**WHAT IS REQUIRED:**
Output exactly the lines below from the one containing "Query: frayed burlap edge" to the last line, both included. Omit pictures.

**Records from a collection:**

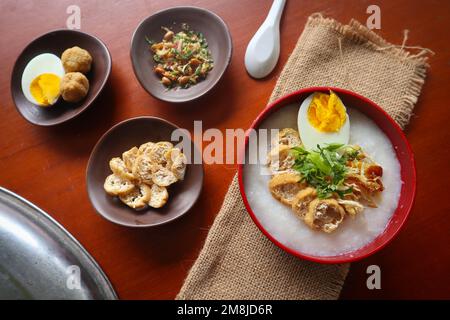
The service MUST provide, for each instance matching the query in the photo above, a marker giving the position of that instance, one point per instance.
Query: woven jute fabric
(237, 260)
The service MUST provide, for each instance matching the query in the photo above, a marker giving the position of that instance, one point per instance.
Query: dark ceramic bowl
(123, 136)
(56, 42)
(213, 28)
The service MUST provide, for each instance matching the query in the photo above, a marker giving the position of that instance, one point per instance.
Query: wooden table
(47, 165)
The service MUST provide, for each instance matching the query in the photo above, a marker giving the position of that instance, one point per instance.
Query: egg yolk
(326, 112)
(45, 88)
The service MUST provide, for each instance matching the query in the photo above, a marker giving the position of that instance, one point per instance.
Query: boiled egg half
(323, 119)
(41, 79)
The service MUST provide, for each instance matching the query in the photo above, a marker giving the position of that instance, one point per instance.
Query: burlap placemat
(237, 260)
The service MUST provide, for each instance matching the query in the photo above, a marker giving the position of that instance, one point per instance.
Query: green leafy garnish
(325, 168)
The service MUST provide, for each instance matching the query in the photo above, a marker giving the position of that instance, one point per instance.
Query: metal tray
(39, 259)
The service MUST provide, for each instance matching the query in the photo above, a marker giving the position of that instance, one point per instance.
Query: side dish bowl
(200, 20)
(56, 42)
(123, 136)
(400, 146)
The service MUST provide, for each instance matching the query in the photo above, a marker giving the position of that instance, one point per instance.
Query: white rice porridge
(284, 226)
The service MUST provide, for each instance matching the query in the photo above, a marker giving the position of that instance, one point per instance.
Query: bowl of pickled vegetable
(180, 54)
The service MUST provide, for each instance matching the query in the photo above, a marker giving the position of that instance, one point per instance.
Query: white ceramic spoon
(263, 49)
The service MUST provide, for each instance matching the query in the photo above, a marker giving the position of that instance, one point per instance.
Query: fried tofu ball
(74, 86)
(76, 59)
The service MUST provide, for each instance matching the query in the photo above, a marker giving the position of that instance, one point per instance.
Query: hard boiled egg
(41, 79)
(323, 119)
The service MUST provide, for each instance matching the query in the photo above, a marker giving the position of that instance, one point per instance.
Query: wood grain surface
(47, 165)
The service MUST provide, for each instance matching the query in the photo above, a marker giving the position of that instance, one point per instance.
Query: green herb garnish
(325, 168)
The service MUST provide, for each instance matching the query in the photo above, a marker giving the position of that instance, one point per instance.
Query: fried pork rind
(115, 185)
(301, 201)
(129, 157)
(158, 153)
(324, 215)
(289, 137)
(118, 167)
(285, 186)
(352, 208)
(142, 169)
(145, 148)
(281, 159)
(159, 196)
(176, 162)
(141, 176)
(162, 176)
(138, 197)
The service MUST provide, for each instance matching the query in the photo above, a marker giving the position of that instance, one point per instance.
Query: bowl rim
(94, 97)
(337, 259)
(168, 10)
(97, 146)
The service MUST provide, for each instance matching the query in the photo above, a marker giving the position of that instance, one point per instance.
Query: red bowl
(401, 147)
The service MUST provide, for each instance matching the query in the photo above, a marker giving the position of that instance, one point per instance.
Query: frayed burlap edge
(360, 34)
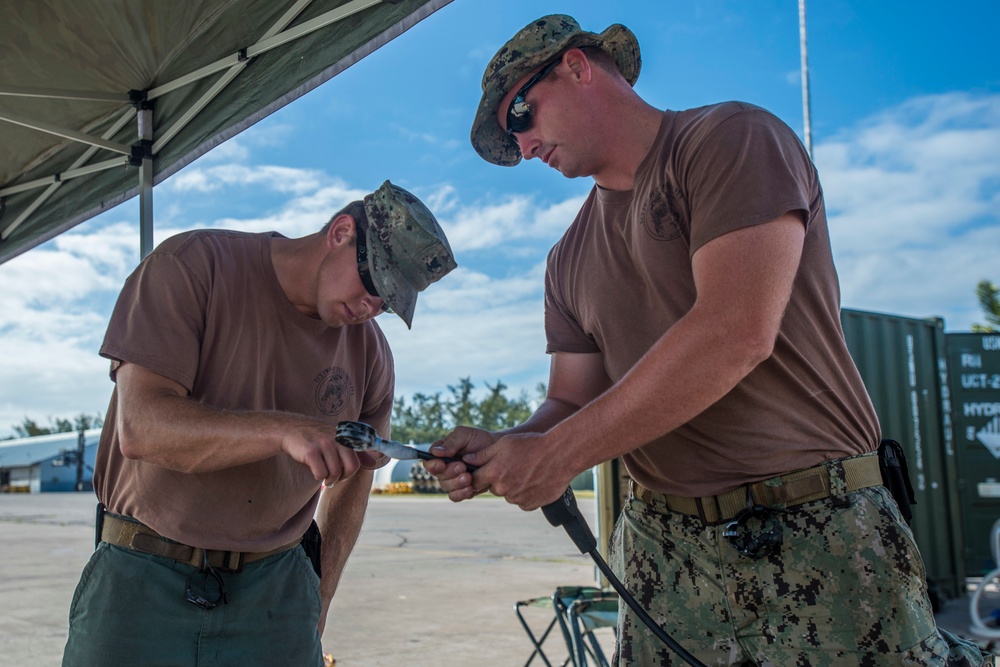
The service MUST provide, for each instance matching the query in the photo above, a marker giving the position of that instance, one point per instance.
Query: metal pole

**ANSWER BELOW:**
Query: frayed burlap edge
(360, 34)
The service MUST provide, for each instance matching the query in the photo above, a marker giving the position of that instance, one point per instance.
Query: metal pole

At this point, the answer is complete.